*Extracted text*
#####
ECE264 IPA 2-4
	
		Huffman Coding: Generating an Optimal Huffman Encoding Tree
	
		Due December 6, 2012 @ 6:00pm
	
		 
	
		The description is mainly taken from Professor Vijay Raghunathan. In this assignment, you will utilize your knowledge about priority queues, stacks, and trees to design a file compression program and file decompression program (similar to zip and unzip). You will base your utilities on the widely used algorithmic technique of Huffman coding, which is used in JPEG compression as well as in MP3 audio compression.
	
		 
	
		ASCII coding
	
		 
	
		Many programming languages use ASCII (which stands for American Standard Code for Information Interchange) coding to represent characters. In ASCII coding, every character is encoded (represented) with the same number of bits (8-bits) per character. Since there are 256 different values that can be represented with 8-bits, there are potentially 256 different characters in the ASCII character set, as shown in the ASCII character table available at http://www.asciitable.com/. 
	
		 
	
		Let us now look at a simple example of ASCII encoding of characters. Using ASCII encoding (8 bits per character) the 13-character string "go go gophers" requires 13 * 8 = 104 bits. The table below shows how the coding works.
	
		 
	
		
			
				
					| 
							Character | 
							ASCII code  | 
							8-bit binary value | 
				
					| 
							Space | 
							32 | 
							00100000 | 
				
					| 
							e | 
							101 | 
							01100101 | 
				
					| 
							g | 
							103 | 
							01100111 | 
				
					| 
							h | 
							104 | 
							01101000 | 
				
					| 
							o | 
							111 | 
							01101111 | 
				
					| 
							p | 
							112 | 
							01110000 | 
				
					| 
							r | 
							114 | 
							01110010 | 
				
					| 
							s | 
							115 | 
							01110011 | 
			
		
	 
	
		 
	
		The given string would be written as the following stream of bits (the spaces would not be written, just the 0's and 1's)
#####
*Given request A*
Reproduce the Huffman coding assignment word for word from "Many programming languages" up to and including "the coding works.".
*Given request B*
According to the Huffman coding assignment, how many bits does ASCII encoding need for the string "go go gophers"?
The lines that come next are separate from the Huffman coding assignment.

*Available data*
#####
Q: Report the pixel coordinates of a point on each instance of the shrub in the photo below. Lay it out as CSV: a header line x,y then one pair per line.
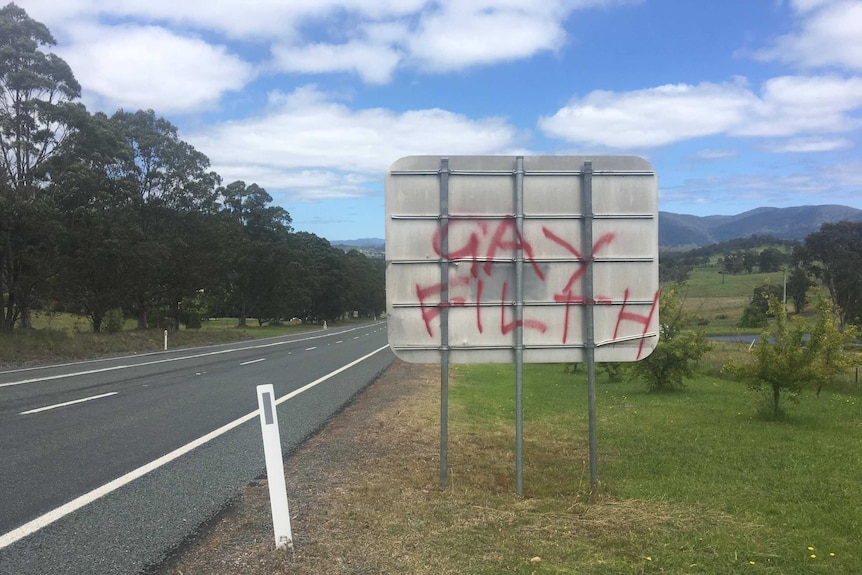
#####
*Written solution A*
Many programming languages use ASCII (which stands for American Standard Code for Information Interchange) coding to represent characters. In ASCII coding, every character is encoded (represented) with the same number of bits (8-bits) per character. Since there are 256 different values that can be represented with 8-bits, there are potentially 256 different characters in the ASCII character set, as shown in the ASCII character table available at http://www.asciitable.com/. 
	
		 
	
		Let us now look at a simple example of ASCII encoding of characters. Using ASCII encoding (8 bits per character) the 13-character string "go go gophers" requires 13 * 8 = 104 bits. The table below shows how the coding works.

*Written solution B*
It needs 104 bits (13 characters at 8 bits each).